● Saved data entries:
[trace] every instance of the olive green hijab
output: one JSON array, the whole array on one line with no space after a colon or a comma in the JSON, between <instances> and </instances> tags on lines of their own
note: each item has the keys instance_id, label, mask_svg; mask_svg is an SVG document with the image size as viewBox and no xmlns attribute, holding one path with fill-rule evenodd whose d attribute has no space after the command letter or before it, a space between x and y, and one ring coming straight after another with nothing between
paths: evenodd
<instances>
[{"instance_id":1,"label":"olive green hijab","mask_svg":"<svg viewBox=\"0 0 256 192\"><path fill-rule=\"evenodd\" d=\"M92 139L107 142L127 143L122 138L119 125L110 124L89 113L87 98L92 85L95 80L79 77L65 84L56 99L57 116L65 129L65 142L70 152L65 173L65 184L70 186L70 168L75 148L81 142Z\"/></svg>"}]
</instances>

● Problem requirements: Rewrite the items above with "JSON array" changed to "JSON list" wherever it occurs. Leave all other text unchanged.

● Task answer:
[trace] every instance of the olive green hijab
output: one JSON list, the whole array on one line with no space after a colon or a comma in the JSON, between <instances> and </instances> tags on lines of their own
note: each item has the keys instance_id, label, mask_svg; mask_svg is an SVG document with the image size as viewBox and no xmlns attribute, holding one path with fill-rule evenodd whose d attribute has no space after the command letter or before it, a space between x and y, and one ring coming straight after another with nothing between
paths: evenodd
<instances>
[{"instance_id":1,"label":"olive green hijab","mask_svg":"<svg viewBox=\"0 0 256 192\"><path fill-rule=\"evenodd\" d=\"M92 139L107 142L127 143L122 138L119 125L110 124L89 113L87 98L92 85L95 80L79 77L65 84L56 99L57 116L65 129L65 142L70 152L65 173L65 184L70 186L70 168L75 148L81 142Z\"/></svg>"}]
</instances>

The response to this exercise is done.